__Data extract__.
-------

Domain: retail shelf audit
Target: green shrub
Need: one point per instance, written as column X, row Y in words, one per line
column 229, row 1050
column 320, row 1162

-------

__Your objective__. Down to the last line, repeat the data exactly.

__Exercise response__.
Domain: retail shelf audit
Target: green shrub
Need: one point per instance, written as column X, row Y in words, one per line
column 229, row 1050
column 320, row 1162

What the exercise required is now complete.